Line by line, repeat the material below exactly and skip the images.

====================

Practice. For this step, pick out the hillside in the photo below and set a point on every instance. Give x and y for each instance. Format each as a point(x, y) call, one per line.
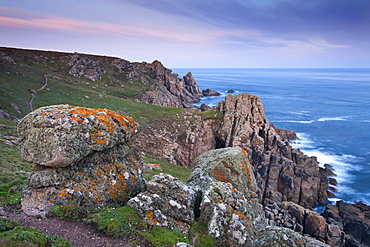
point(92, 81)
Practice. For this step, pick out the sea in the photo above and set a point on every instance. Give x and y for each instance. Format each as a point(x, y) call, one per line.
point(329, 109)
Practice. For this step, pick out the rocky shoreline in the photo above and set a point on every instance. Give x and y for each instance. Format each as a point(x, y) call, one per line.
point(288, 183)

====================

PROBLEM SOLUTION ->
Practice. For this step, pick out the hillside in the photo below and set a point on every instance. Give x and y for each instance. Format each as a point(x, y) call, one per line.
point(92, 81)
Practice. For this step, pick out the sea in the photo above and set a point on every instance. Give x and y for each instance. Format each as a point(x, y) call, one per line.
point(329, 109)
Practice. For this step, pick out the rocky shoreline in the photo above and set a point on every instance. Give x and y for each instance. Format each as a point(x, y) call, one per line.
point(288, 183)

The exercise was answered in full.